Data extract:
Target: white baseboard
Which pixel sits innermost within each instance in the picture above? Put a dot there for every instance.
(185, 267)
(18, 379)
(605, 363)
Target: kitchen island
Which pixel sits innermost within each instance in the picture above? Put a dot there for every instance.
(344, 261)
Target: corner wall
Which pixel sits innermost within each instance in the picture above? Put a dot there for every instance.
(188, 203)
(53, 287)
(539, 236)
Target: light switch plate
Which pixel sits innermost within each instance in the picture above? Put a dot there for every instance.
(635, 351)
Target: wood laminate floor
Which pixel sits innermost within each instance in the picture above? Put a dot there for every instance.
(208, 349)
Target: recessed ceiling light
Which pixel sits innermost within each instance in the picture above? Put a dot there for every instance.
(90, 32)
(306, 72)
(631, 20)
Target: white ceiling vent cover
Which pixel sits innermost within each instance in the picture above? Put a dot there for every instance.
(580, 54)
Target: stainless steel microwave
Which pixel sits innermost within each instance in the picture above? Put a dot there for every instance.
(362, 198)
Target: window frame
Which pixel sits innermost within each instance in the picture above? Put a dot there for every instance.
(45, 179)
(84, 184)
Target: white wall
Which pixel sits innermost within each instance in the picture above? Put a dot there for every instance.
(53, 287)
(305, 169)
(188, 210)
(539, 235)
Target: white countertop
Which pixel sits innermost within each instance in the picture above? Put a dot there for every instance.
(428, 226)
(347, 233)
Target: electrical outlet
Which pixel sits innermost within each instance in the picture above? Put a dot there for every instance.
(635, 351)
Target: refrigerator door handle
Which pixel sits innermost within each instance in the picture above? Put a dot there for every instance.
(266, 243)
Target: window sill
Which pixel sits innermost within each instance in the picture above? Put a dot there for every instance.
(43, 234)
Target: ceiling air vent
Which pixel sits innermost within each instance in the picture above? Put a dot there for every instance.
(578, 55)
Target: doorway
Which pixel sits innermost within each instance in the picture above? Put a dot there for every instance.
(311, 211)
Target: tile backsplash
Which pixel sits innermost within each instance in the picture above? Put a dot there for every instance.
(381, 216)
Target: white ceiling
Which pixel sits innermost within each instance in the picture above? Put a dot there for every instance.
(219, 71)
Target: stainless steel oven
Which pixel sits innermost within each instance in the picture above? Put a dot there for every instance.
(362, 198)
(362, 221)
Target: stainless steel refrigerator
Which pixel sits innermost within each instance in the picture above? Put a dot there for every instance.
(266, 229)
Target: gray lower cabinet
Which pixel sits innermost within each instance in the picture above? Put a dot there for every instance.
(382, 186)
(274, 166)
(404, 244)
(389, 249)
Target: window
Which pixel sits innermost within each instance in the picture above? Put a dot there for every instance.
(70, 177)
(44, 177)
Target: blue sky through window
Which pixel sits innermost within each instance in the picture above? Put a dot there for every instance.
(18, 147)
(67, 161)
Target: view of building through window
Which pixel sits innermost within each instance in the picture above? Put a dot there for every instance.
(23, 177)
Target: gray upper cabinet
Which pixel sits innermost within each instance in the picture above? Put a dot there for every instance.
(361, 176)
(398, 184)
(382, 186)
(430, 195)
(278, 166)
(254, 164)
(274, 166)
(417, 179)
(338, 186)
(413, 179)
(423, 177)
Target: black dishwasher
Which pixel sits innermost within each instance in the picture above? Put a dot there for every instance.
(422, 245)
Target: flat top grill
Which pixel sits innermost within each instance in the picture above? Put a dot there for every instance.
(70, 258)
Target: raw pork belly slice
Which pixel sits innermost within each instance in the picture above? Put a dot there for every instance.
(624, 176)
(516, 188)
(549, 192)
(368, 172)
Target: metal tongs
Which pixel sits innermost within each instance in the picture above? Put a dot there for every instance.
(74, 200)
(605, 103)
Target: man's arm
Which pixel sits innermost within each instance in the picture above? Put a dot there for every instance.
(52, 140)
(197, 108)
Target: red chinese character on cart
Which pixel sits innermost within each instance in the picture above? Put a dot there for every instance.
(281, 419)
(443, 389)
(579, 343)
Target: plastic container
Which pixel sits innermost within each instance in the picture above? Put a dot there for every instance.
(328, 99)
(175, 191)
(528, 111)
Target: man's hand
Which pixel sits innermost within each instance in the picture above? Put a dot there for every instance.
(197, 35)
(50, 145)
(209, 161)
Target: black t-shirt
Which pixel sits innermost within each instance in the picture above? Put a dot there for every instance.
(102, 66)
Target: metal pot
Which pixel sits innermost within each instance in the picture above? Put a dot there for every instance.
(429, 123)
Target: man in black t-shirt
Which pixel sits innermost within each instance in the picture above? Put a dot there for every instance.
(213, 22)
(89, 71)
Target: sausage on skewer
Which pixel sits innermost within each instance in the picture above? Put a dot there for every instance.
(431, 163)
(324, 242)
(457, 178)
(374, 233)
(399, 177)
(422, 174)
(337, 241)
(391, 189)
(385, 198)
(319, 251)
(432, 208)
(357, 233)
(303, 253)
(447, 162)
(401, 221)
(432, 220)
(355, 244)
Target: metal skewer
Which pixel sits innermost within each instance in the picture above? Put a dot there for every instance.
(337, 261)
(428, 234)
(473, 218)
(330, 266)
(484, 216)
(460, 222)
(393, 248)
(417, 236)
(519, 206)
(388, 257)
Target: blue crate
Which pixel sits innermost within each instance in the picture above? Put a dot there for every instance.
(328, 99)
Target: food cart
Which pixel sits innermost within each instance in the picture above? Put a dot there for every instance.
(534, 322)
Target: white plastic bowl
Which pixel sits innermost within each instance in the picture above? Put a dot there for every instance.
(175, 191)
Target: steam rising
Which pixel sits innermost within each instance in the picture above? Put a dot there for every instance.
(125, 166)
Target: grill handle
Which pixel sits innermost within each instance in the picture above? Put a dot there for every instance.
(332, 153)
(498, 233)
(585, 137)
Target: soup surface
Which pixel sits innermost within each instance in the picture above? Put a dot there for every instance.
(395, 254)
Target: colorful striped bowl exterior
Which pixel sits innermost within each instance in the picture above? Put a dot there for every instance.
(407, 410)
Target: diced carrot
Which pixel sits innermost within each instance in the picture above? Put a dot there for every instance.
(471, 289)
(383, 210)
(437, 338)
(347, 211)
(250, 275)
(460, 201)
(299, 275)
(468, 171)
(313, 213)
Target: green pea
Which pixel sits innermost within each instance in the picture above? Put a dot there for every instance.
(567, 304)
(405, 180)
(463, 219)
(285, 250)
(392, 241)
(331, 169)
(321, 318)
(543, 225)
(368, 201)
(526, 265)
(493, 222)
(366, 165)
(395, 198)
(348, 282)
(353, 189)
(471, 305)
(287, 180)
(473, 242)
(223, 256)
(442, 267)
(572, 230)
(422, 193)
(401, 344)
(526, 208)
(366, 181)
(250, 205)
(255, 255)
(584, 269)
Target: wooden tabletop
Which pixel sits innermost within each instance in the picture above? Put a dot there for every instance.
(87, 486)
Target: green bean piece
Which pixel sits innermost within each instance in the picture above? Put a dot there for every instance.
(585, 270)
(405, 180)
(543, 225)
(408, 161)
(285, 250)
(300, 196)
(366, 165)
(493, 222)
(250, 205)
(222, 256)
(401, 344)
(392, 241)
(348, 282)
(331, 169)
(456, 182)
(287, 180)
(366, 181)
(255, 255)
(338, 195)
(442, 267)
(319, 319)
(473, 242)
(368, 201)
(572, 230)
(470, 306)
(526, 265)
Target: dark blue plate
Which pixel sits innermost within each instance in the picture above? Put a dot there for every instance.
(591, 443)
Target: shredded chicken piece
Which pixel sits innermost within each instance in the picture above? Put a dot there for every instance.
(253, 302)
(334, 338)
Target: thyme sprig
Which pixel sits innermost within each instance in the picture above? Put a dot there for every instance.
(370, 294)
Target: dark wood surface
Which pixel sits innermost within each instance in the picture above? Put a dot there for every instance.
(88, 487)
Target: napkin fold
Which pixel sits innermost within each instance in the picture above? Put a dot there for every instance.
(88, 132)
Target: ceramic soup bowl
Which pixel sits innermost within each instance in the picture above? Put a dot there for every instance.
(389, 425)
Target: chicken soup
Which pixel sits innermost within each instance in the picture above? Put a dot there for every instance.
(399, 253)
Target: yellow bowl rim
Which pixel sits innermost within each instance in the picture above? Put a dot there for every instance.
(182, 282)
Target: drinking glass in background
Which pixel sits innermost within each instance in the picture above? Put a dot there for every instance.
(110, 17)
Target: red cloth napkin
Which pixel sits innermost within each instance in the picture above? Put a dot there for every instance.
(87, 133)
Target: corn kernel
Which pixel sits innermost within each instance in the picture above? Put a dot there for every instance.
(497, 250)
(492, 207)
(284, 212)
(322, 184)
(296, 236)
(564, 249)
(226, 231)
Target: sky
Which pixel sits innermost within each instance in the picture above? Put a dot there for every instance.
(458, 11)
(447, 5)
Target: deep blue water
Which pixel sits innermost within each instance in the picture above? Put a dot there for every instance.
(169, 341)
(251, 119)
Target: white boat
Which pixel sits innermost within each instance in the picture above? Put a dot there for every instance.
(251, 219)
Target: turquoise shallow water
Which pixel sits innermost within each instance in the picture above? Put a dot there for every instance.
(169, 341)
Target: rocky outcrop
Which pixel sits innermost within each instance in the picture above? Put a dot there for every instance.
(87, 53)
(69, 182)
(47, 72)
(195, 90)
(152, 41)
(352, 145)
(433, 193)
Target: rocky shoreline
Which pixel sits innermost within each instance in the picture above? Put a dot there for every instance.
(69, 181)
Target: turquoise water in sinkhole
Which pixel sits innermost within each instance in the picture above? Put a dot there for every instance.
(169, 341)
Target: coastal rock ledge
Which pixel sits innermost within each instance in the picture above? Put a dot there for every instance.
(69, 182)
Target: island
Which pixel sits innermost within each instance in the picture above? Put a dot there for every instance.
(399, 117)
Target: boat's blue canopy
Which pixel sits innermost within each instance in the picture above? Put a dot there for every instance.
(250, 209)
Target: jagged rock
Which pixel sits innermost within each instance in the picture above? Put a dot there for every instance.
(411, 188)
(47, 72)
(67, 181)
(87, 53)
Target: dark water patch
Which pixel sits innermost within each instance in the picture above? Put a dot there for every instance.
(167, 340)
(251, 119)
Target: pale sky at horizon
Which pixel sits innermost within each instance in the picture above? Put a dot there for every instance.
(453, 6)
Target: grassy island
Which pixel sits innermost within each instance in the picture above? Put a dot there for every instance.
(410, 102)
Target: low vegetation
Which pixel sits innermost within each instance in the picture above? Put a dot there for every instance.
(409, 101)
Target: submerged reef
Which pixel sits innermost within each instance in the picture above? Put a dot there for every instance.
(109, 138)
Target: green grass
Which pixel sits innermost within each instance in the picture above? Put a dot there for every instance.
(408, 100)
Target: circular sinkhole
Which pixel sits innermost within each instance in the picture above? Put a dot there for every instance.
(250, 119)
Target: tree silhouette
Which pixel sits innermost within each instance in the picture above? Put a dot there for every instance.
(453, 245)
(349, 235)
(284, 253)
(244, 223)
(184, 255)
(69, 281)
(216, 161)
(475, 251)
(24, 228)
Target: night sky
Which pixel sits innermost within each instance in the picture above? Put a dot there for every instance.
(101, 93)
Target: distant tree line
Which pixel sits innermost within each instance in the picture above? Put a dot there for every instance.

Your task: Retype exactly the lines above, from the one with "Target: sky" through the one with "Target: boat's blue canopy", inclusive.

Solution to this exercise:
Target: sky
Which pixel sits innermost within each instance in the picture above? Put a dot there for every instance.
(458, 11)
(447, 5)
Target: deep blue water
Which pixel sits innermost within each instance in the picture above? Put a dot there for every instance.
(169, 341)
(251, 119)
Target: white boat
Which pixel sits innermost within each instance in the picture above? Put a dot there for every instance.
(251, 219)
Target: turquoise shallow water
Which pixel sits innermost within each instance in the picture above? Put a dot there for every instance.
(169, 341)
Target: rocky outcrop
Which pixel sits innermost within each instance in the picture above? Put a dot there for every instance.
(87, 53)
(69, 182)
(47, 72)
(195, 90)
(152, 41)
(352, 145)
(433, 193)
Target: rocky shoreline
Which pixel sits innermost within each instance in the picture above? Put a dot there for every instance.
(69, 181)
Target: turquoise water in sinkhole
Which pixel sits innermost within each instance in the picture above? Put a dot there for every instance.
(169, 341)
Target: coastal rock ledge
Which pixel sits innermost within each instance in the picture above? Put a dot there for every instance.
(69, 182)
Target: island
Which pixel sits innermost within each instance in the picture above? Put a dot there for every instance.
(399, 117)
Target: boat's blue canopy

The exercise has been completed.